**EXCERPT TO READ:**
Very belatedly, I'm just getting around to reviewing this.  Overall
I think it looks good.  Comments in-line.

> 1) "Hard" vs. "Soft" RM configuration within zonecfg
>
...
>               dedicated-cpu
>                       ncpus (a positive integer or range, default value 1)
>                       importance (a positive integer, default value 1)
>                       max-lwps (an integer >= 100)

why >= 100?  I can envision a minimized zone where this is too many.

>               capped-cpu
>                       cpu-cap (a positive integer, default value 100 which
>                                represents 100% of one cpu)

I'm scared of this default.  To put it another way, why did you pick
100?  Should there be a value which represents infinity?  What is
the meaning of specifying 0, or is that an error?

>                       max-lwps (an integer >= 100)
>                       cpu-shares (a positive integer)
>               dedicated-memory
>                       TBD - once msets [12] are completed
>               capped-memory
>                       cap (a positive decimal number with optional k, m, g,
>                            or t as a modifier, no modifier defaults to units
>                            of megabytes(m), must be at least 1m)

I think this set of rules is too complex and too confusing for users--
it's weird to have the default units be larger than the smallest
available units.  Let's mandate that the user *always* specify units.

> 
> 2) Temporary Pools.
> 
...
>       If a dedicated-cpu (or eventually a dedicated-memory) resource is
>       configured for the zone, then when the zone boots zoneadmd will create
>       a temporary pool dedicated for the zones use.  Zoneadmd will
>       dynamically create a pool & pset (or eventually a mset) and assign the
>       number of cpus specified in zonecfg to that pset.  The temporary pool
>       & pset will be named 'SUNWzone{zoneid}'.

Could we somehow work the zone name into this?  It would be nice for
e.g. poolstat(1) observability.  Otherwise the user experience is going
to be all about trying to work out what 'SUNWzone34' maps to, which
seems poor.

>       Zoneadmd will set the 'pset.min' and 'pset.max' pset properties, as
>       well as the 'pool.importance' pool property, based on the values
>       specified for dedicated-cpu's 'ncpus' and 'importance' properties
>       in zonecfg.

Is importance mandatory?  Will it have a default value?  What values can
it have?  What does it mean?  Please be a little more specific.

>       If the cpu (or memory) resources needed to create the temporary pool
>       are unavailable, zoneadmd will issue an error and the zone won't boot.
> 
>       When the zone is halted, the temporary pool & pset will be destroyed.

What about during a reboot.  It seems like it'd be good to not tear
down the temporary pool during reboot, but maybe that's hard.  It would
to me seem weird if my pool was 2-4 CPUs, and I had 2, then rebooted and
had 4.

>       We will add a new boolean property ('temporary') that can exist on
>       pools and any resource set.  The 'temporary' property indicates that
>       the pool or resource set should never be committed to a static
>       configuration (e.g. pooladm -s) and that it should never be destroyed
>       when updating the dynamic configuration from a static configuration
>       (e.g. pooladm -c).  These temporary pools/resources can only be managed
>       in the dynamic configuration.  These changes will be implemented within
>       libpool(3LIB).

**WHAT IS ASKED:**
- 1) Return, word for word, the passage of the zone configuration review starting with "why >= 100?" and going on through "(a positive integer)".
- 2) Identify every line in the rows that contains the string "adidas", and copy each of those lines.

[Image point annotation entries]

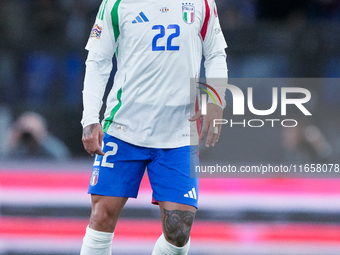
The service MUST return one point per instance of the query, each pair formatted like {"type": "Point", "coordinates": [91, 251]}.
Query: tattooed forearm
{"type": "Point", "coordinates": [177, 225]}
{"type": "Point", "coordinates": [88, 130]}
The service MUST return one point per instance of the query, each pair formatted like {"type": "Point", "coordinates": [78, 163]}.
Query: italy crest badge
{"type": "Point", "coordinates": [188, 13]}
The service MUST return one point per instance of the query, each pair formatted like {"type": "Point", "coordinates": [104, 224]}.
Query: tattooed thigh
{"type": "Point", "coordinates": [177, 225]}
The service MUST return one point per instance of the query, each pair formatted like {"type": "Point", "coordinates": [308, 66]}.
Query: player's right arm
{"type": "Point", "coordinates": [101, 46]}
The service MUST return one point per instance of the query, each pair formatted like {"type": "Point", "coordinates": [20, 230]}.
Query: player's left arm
{"type": "Point", "coordinates": [215, 67]}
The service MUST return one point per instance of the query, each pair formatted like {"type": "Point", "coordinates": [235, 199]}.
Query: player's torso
{"type": "Point", "coordinates": [156, 26]}
{"type": "Point", "coordinates": [154, 31]}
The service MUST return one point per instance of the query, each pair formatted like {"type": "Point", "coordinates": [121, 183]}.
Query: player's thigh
{"type": "Point", "coordinates": [120, 171]}
{"type": "Point", "coordinates": [171, 175]}
{"type": "Point", "coordinates": [177, 220]}
{"type": "Point", "coordinates": [105, 212]}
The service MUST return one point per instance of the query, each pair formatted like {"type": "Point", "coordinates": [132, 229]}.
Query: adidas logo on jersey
{"type": "Point", "coordinates": [140, 18]}
{"type": "Point", "coordinates": [191, 194]}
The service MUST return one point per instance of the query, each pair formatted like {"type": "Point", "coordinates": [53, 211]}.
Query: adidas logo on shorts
{"type": "Point", "coordinates": [191, 194]}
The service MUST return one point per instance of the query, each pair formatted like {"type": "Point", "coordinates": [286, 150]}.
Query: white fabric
{"type": "Point", "coordinates": [163, 247]}
{"type": "Point", "coordinates": [149, 104]}
{"type": "Point", "coordinates": [96, 243]}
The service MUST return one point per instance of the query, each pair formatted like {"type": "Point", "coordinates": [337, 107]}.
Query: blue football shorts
{"type": "Point", "coordinates": [119, 172]}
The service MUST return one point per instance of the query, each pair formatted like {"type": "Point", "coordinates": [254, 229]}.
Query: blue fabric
{"type": "Point", "coordinates": [168, 169]}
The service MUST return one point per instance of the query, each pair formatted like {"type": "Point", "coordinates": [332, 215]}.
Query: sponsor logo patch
{"type": "Point", "coordinates": [188, 13]}
{"type": "Point", "coordinates": [164, 9]}
{"type": "Point", "coordinates": [96, 32]}
{"type": "Point", "coordinates": [94, 177]}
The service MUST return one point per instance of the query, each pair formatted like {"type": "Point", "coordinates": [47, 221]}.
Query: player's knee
{"type": "Point", "coordinates": [177, 226]}
{"type": "Point", "coordinates": [102, 220]}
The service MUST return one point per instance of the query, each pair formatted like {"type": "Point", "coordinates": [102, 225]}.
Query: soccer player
{"type": "Point", "coordinates": [147, 123]}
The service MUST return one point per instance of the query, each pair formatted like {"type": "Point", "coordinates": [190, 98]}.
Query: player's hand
{"type": "Point", "coordinates": [92, 139]}
{"type": "Point", "coordinates": [213, 112]}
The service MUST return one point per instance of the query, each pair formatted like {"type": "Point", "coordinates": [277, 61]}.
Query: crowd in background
{"type": "Point", "coordinates": [42, 49]}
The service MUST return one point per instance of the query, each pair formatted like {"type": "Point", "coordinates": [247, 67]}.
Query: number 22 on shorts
{"type": "Point", "coordinates": [111, 152]}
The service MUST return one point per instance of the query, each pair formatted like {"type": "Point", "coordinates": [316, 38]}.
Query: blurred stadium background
{"type": "Point", "coordinates": [44, 208]}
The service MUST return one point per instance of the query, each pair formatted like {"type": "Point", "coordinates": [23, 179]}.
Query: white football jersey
{"type": "Point", "coordinates": [158, 46]}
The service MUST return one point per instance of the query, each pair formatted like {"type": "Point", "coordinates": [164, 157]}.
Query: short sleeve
{"type": "Point", "coordinates": [102, 40]}
{"type": "Point", "coordinates": [211, 33]}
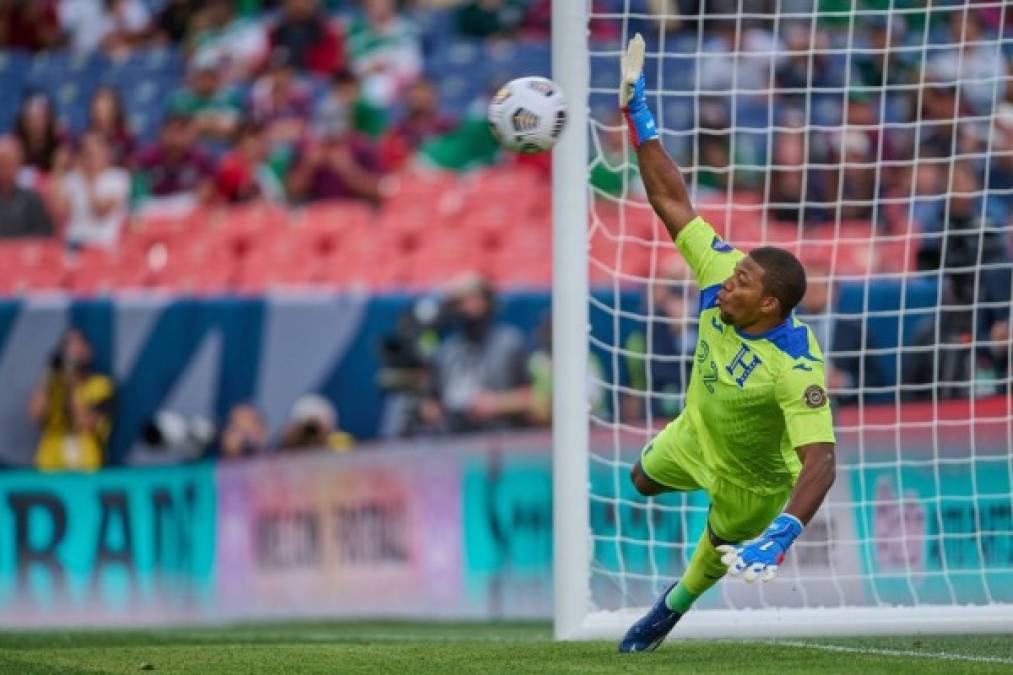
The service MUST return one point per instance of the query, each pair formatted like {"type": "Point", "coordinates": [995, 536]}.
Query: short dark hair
{"type": "Point", "coordinates": [784, 276]}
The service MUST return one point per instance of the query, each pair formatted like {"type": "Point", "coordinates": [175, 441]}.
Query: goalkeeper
{"type": "Point", "coordinates": [756, 433]}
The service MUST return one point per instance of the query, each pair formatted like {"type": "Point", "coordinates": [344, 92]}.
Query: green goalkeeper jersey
{"type": "Point", "coordinates": [752, 398]}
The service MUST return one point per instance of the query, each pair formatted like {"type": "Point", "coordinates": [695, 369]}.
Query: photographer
{"type": "Point", "coordinates": [480, 379]}
{"type": "Point", "coordinates": [73, 406]}
{"type": "Point", "coordinates": [404, 375]}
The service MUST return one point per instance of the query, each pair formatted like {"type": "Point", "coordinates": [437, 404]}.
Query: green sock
{"type": "Point", "coordinates": [704, 571]}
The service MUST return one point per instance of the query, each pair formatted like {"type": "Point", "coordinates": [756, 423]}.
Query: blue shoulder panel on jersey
{"type": "Point", "coordinates": [708, 297]}
{"type": "Point", "coordinates": [720, 245]}
{"type": "Point", "coordinates": [790, 339]}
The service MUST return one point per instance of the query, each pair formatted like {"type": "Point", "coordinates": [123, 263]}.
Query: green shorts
{"type": "Point", "coordinates": [735, 513]}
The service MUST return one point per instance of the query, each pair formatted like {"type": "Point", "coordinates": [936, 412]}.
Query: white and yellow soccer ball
{"type": "Point", "coordinates": [528, 115]}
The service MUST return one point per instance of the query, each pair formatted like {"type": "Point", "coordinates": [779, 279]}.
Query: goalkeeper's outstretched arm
{"type": "Point", "coordinates": [814, 480]}
{"type": "Point", "coordinates": [661, 177]}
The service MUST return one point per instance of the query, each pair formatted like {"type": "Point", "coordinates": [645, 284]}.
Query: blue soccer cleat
{"type": "Point", "coordinates": [648, 633]}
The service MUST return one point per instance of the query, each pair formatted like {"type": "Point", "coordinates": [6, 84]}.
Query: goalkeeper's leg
{"type": "Point", "coordinates": [705, 570]}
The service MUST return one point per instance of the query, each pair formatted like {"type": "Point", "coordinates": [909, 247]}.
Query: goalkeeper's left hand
{"type": "Point", "coordinates": [633, 94]}
{"type": "Point", "coordinates": [762, 556]}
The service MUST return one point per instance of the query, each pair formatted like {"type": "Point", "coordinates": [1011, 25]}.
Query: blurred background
{"type": "Point", "coordinates": [275, 330]}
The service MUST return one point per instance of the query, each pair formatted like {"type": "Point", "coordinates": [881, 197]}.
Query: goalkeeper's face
{"type": "Point", "coordinates": [743, 301]}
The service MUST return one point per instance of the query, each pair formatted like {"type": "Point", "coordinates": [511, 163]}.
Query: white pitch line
{"type": "Point", "coordinates": [873, 651]}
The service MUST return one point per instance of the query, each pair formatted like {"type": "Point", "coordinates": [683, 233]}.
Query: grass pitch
{"type": "Point", "coordinates": [460, 648]}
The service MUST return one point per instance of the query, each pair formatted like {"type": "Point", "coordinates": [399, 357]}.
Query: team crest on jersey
{"type": "Point", "coordinates": [720, 245]}
{"type": "Point", "coordinates": [814, 396]}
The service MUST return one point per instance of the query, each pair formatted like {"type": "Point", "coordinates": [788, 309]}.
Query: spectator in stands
{"type": "Point", "coordinates": [174, 173]}
{"type": "Point", "coordinates": [849, 365]}
{"type": "Point", "coordinates": [967, 239]}
{"type": "Point", "coordinates": [172, 23]}
{"type": "Point", "coordinates": [344, 107]}
{"type": "Point", "coordinates": [480, 380]}
{"type": "Point", "coordinates": [313, 426]}
{"type": "Point", "coordinates": [383, 52]}
{"type": "Point", "coordinates": [972, 62]}
{"type": "Point", "coordinates": [739, 57]}
{"type": "Point", "coordinates": [421, 122]}
{"type": "Point", "coordinates": [32, 25]}
{"type": "Point", "coordinates": [313, 42]}
{"type": "Point", "coordinates": [114, 25]}
{"type": "Point", "coordinates": [943, 361]}
{"type": "Point", "coordinates": [336, 164]}
{"type": "Point", "coordinates": [616, 174]}
{"type": "Point", "coordinates": [853, 190]}
{"type": "Point", "coordinates": [485, 18]}
{"type": "Point", "coordinates": [282, 101]}
{"type": "Point", "coordinates": [883, 62]}
{"type": "Point", "coordinates": [22, 213]}
{"type": "Point", "coordinates": [245, 434]}
{"type": "Point", "coordinates": [237, 43]}
{"type": "Point", "coordinates": [659, 357]}
{"type": "Point", "coordinates": [1000, 166]}
{"type": "Point", "coordinates": [41, 138]}
{"type": "Point", "coordinates": [107, 119]}
{"type": "Point", "coordinates": [214, 107]}
{"type": "Point", "coordinates": [807, 64]}
{"type": "Point", "coordinates": [999, 351]}
{"type": "Point", "coordinates": [787, 177]}
{"type": "Point", "coordinates": [73, 406]}
{"type": "Point", "coordinates": [939, 116]}
{"type": "Point", "coordinates": [244, 173]}
{"type": "Point", "coordinates": [92, 198]}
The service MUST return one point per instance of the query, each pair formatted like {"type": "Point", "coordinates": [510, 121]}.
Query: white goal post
{"type": "Point", "coordinates": [917, 534]}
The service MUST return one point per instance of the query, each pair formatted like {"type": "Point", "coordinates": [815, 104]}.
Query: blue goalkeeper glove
{"type": "Point", "coordinates": [632, 97]}
{"type": "Point", "coordinates": [761, 557]}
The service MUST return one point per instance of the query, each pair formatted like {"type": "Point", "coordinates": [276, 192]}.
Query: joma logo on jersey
{"type": "Point", "coordinates": [744, 364]}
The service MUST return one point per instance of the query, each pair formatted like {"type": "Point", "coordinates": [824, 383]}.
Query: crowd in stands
{"type": "Point", "coordinates": [898, 125]}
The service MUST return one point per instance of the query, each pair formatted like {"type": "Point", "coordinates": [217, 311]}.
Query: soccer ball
{"type": "Point", "coordinates": [528, 115]}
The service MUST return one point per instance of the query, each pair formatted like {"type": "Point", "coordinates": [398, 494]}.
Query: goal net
{"type": "Point", "coordinates": [875, 141]}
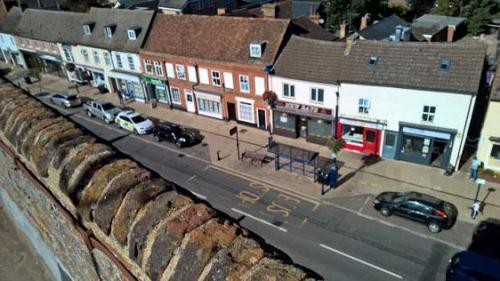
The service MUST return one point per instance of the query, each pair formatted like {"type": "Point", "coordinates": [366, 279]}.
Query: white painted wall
{"type": "Point", "coordinates": [303, 91]}
{"type": "Point", "coordinates": [125, 63]}
{"type": "Point", "coordinates": [396, 105]}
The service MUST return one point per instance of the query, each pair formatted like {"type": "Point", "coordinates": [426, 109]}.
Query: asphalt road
{"type": "Point", "coordinates": [334, 242]}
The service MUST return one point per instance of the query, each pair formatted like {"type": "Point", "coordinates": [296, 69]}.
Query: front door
{"type": "Point", "coordinates": [231, 111]}
{"type": "Point", "coordinates": [370, 141]}
{"type": "Point", "coordinates": [189, 101]}
{"type": "Point", "coordinates": [262, 118]}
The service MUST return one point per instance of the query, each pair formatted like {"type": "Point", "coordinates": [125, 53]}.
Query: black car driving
{"type": "Point", "coordinates": [174, 133]}
{"type": "Point", "coordinates": [431, 211]}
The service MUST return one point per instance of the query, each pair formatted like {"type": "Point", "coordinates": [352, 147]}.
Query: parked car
{"type": "Point", "coordinates": [102, 109]}
{"type": "Point", "coordinates": [174, 133]}
{"type": "Point", "coordinates": [472, 266]}
{"type": "Point", "coordinates": [66, 99]}
{"type": "Point", "coordinates": [134, 122]}
{"type": "Point", "coordinates": [435, 213]}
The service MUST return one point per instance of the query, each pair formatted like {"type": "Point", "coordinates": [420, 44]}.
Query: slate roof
{"type": "Point", "coordinates": [50, 26]}
{"type": "Point", "coordinates": [400, 64]}
{"type": "Point", "coordinates": [173, 4]}
{"type": "Point", "coordinates": [383, 29]}
{"type": "Point", "coordinates": [432, 24]}
{"type": "Point", "coordinates": [11, 20]}
{"type": "Point", "coordinates": [123, 19]}
{"type": "Point", "coordinates": [224, 39]}
{"type": "Point", "coordinates": [304, 27]}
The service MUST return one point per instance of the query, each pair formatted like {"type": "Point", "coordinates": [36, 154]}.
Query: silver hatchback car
{"type": "Point", "coordinates": [66, 99]}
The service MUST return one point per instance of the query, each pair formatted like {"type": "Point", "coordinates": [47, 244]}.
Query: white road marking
{"type": "Point", "coordinates": [259, 220]}
{"type": "Point", "coordinates": [362, 261]}
{"type": "Point", "coordinates": [199, 195]}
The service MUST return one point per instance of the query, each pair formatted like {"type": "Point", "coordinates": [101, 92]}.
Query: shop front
{"type": "Point", "coordinates": [425, 145]}
{"type": "Point", "coordinates": [315, 124]}
{"type": "Point", "coordinates": [209, 104]}
{"type": "Point", "coordinates": [156, 89]}
{"type": "Point", "coordinates": [361, 135]}
{"type": "Point", "coordinates": [52, 64]}
{"type": "Point", "coordinates": [128, 84]}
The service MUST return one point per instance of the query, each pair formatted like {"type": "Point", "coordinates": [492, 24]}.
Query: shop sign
{"type": "Point", "coordinates": [304, 108]}
{"type": "Point", "coordinates": [427, 133]}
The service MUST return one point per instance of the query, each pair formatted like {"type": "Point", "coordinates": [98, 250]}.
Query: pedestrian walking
{"type": "Point", "coordinates": [476, 163]}
{"type": "Point", "coordinates": [475, 209]}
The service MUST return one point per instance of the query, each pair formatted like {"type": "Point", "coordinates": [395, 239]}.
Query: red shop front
{"type": "Point", "coordinates": [360, 135]}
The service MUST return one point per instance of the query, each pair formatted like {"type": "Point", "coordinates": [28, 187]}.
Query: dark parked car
{"type": "Point", "coordinates": [435, 213]}
{"type": "Point", "coordinates": [471, 266]}
{"type": "Point", "coordinates": [174, 133]}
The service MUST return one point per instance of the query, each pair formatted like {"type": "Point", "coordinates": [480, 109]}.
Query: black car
{"type": "Point", "coordinates": [435, 213]}
{"type": "Point", "coordinates": [174, 133]}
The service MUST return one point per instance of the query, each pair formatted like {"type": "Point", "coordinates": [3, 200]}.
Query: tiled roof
{"type": "Point", "coordinates": [383, 29]}
{"type": "Point", "coordinates": [11, 21]}
{"type": "Point", "coordinates": [48, 25]}
{"type": "Point", "coordinates": [122, 20]}
{"type": "Point", "coordinates": [407, 65]}
{"type": "Point", "coordinates": [224, 39]}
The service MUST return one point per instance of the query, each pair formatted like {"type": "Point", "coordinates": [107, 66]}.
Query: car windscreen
{"type": "Point", "coordinates": [138, 119]}
{"type": "Point", "coordinates": [107, 106]}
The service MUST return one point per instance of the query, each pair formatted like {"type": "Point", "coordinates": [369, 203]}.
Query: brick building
{"type": "Point", "coordinates": [212, 66]}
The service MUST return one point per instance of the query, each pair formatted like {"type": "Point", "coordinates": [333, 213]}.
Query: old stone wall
{"type": "Point", "coordinates": [104, 217]}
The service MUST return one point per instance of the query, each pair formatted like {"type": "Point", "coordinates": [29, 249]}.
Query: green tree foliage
{"type": "Point", "coordinates": [477, 12]}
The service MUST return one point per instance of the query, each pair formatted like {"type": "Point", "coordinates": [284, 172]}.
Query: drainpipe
{"type": "Point", "coordinates": [464, 134]}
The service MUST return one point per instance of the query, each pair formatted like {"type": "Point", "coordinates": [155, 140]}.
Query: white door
{"type": "Point", "coordinates": [189, 101]}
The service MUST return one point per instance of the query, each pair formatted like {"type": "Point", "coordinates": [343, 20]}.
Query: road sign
{"type": "Point", "coordinates": [233, 130]}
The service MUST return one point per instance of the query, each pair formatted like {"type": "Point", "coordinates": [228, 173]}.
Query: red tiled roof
{"type": "Point", "coordinates": [218, 38]}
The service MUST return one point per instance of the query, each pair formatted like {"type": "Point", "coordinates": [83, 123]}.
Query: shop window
{"type": "Point", "coordinates": [131, 64]}
{"type": "Point", "coordinates": [390, 139]}
{"type": "Point", "coordinates": [181, 72]}
{"type": "Point", "coordinates": [245, 112]}
{"type": "Point", "coordinates": [495, 152]}
{"type": "Point", "coordinates": [414, 145]}
{"type": "Point", "coordinates": [107, 58]}
{"type": "Point", "coordinates": [285, 121]}
{"type": "Point", "coordinates": [363, 105]}
{"type": "Point", "coordinates": [176, 98]}
{"type": "Point", "coordinates": [216, 78]}
{"type": "Point", "coordinates": [244, 84]}
{"type": "Point", "coordinates": [119, 62]}
{"type": "Point", "coordinates": [370, 136]}
{"type": "Point", "coordinates": [317, 95]}
{"type": "Point", "coordinates": [288, 90]}
{"type": "Point", "coordinates": [428, 113]}
{"type": "Point", "coordinates": [319, 128]}
{"type": "Point", "coordinates": [352, 134]}
{"type": "Point", "coordinates": [148, 66]}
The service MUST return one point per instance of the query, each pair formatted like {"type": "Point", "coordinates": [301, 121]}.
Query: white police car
{"type": "Point", "coordinates": [134, 122]}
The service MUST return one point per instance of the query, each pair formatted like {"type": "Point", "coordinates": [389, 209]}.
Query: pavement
{"type": "Point", "coordinates": [360, 176]}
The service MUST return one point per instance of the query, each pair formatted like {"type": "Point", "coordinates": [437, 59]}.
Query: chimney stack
{"type": "Point", "coordinates": [364, 21]}
{"type": "Point", "coordinates": [221, 11]}
{"type": "Point", "coordinates": [342, 30]}
{"type": "Point", "coordinates": [269, 10]}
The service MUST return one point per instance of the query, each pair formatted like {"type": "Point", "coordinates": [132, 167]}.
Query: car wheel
{"type": "Point", "coordinates": [385, 212]}
{"type": "Point", "coordinates": [433, 227]}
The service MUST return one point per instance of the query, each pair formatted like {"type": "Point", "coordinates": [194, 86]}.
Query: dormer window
{"type": "Point", "coordinates": [132, 33]}
{"type": "Point", "coordinates": [87, 28]}
{"type": "Point", "coordinates": [108, 30]}
{"type": "Point", "coordinates": [372, 61]}
{"type": "Point", "coordinates": [444, 65]}
{"type": "Point", "coordinates": [255, 50]}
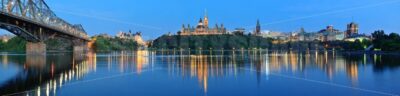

**EXERCISE SOLUTIONS:**
- 1)
why >= 100?  I can envision a minimized zone where this is too many.

>               capped-cpu
>                       cpu-cap (a positive integer, default value 100 which
>                                represents 100% of one cpu)

I'm scared of this default.  To put it another way, why did you pick
100?  Should there be a value which represents infinity?  What is
the meaning of specifying 0, or is that an error?

>                       max-lwps (an integer >= 100)
>                       cpu-shares (a positive integer)

- 2)
Query: adidas logo on jersey
Query: adidas logo on shorts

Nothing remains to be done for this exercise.